Text section:
-- start --

A concentrated vertical load $$(P)$$ is applied at the center of a 10 m long, simply supported beam with a plastic-moment capacity, $$M^P$$, of 25 kN-m. The system, along with the shear-force and bending-moment distributions, is shown in Figure 1. From these shear and moment diagrams, we find that the specified plastic-moment capacity corresponds with a maximum vertical load of 10 kN and a maximum shear force of 5 kN. If we apply a constant vertical velocity to the beam center, we expect that the limiting values of moment and shear force will be 25 kN-m and 5 kN, respectively.

Particular Problem

The particular problem to be considered is defined as follows. The beam has a 10-m length ($$L = 10 \textrm{ m}$$), and a rectangular cross section with $$b = 1.0 \textrm{ m}$$ and $$d = 100 \textrm{ mm}$$. The cross-sectional properties (obtained via the expressions in Figure 1) are

$\begin{split}\begin{gather} A = 0.1 \textrm{ m}^2 \\ I_y = 8.33 \times 10^{-3} \textrm{ m}^4, \quad I_z = 8.33 \times 10^{-5} \textrm{ m}^4 \\ J = 3.12 \times 10^{-4} \textrm{ m}^4 \end{gather}\end{split}$

where the constant $$c_2 = 0.312$$ (Crandall et al., 1978, Table 6.1). The beam is comprised of structural steel, and is assumed to behave as an isotropic elastic material with

$E = 200 \textrm{ GPa}, \quad \nu = 0.30$

The properties $$\{ A, I_y, J, \nu \}$$ are not relevant for this problem; however, they are needed as input for the FLAC3D model.

FLAC3D Models, Results and Discussion

Single-Node Method

The FLAC3D model demonstrating the single-node method (see “PlasticBeamHinge-Single.dat”) is created by issuing a single structure beam create command and specifying two segments. This produces a model containing 2 elements and 3 nodes, with both elements sharing the center node as shown in Figure 2. The beam is assigned the properties listed above and, in addition, the plastic-moment capacity is set to 25 kN-m. The beam element coordinate system is aligned with the global coordinate system by setting the direction-y property equal to $$(0,1,0)$$. Simple supports are specified at the beam ends by restricting translation in the $$y$$-direction. A constant vertical velocity is applied to the center node, and the moment and shear force acting at the right end of element 1 are monitored during the calculation to determine when the limiting values have been reached. Note that we specify combined local damping for this problem in order to eliminate the ringing that can occur with the default local damping scheme when the system is being driven by a constant motion.

We find that the limiting values of moment and shear force are equal to the analytical values of 25 kN-m and 5 kN, respectively, as shown in Figures 3 and 4. The bending-moment and shear-force distributions correspond with the analytical solution as shown in Figures 5 and 6. A discontinuity in the rotational motion at the center location cannot develop, because there is only a single node at this location.

-- end --

Data provided:
-- start --

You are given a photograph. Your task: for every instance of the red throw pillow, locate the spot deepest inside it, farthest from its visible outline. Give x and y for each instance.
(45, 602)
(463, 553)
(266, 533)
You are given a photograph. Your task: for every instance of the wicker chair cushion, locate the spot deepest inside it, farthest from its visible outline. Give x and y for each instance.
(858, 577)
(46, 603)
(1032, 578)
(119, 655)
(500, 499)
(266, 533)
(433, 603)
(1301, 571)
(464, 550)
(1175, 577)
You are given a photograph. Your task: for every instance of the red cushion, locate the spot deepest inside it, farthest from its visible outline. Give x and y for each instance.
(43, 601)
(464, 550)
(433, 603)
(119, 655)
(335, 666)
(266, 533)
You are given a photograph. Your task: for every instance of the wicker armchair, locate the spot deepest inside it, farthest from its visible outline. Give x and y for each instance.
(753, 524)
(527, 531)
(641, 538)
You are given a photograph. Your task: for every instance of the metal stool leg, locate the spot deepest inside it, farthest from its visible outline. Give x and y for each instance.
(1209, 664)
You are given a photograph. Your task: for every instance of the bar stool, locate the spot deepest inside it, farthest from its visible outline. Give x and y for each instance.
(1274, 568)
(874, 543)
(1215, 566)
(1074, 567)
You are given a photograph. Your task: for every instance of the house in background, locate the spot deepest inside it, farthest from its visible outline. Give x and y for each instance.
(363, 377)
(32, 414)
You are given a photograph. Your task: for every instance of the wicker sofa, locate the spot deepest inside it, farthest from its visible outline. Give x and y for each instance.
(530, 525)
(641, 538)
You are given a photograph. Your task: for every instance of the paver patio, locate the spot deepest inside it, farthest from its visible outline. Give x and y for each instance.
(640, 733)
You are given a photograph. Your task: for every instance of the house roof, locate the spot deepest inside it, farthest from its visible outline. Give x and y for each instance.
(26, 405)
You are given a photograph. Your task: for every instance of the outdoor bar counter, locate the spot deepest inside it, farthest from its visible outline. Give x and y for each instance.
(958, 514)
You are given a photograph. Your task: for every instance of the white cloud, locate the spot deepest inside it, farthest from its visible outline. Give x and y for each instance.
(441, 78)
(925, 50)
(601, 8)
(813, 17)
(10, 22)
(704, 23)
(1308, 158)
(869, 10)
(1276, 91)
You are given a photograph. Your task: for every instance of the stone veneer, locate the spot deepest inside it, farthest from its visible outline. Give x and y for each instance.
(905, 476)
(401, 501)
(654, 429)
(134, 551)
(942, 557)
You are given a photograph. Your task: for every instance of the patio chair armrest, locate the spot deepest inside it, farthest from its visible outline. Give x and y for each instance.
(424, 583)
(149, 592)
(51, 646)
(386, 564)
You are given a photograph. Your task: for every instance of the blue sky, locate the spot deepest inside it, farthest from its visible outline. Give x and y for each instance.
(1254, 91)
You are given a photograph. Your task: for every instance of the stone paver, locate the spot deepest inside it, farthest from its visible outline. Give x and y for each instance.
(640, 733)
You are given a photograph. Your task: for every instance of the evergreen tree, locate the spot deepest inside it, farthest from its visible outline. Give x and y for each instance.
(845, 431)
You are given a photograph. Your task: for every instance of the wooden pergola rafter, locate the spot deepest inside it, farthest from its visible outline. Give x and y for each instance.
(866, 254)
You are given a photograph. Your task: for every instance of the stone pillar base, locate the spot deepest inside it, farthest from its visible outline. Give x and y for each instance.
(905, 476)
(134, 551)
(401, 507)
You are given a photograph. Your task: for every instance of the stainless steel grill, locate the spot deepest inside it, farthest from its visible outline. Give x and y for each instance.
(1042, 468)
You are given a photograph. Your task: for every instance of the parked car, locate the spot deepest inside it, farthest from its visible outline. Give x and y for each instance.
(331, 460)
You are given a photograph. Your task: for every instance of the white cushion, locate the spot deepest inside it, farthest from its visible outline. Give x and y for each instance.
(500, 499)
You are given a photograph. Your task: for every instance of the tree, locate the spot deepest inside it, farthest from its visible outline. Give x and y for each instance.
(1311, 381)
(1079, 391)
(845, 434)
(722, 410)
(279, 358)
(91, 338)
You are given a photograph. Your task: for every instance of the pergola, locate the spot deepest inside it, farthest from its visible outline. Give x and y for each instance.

-- end --

Please output everything in the beam text from "where the constant" down to "the FLAC3D model.", word for word. The listing stands apart from the beam text and belongs to separate material.

where the constant $$c_2 = 0.312$$ (Crandall et al., 1978, Table 6.1). The beam is comprised of structural steel, and is assumed to behave as an isotropic elastic material with

$E = 200 \textrm{ GPa}, \quad \nu = 0.30$

The properties $$\{ A, I_y, J, \nu \}$$ are not relevant for this problem; however, they are needed as input for the FLAC3D model.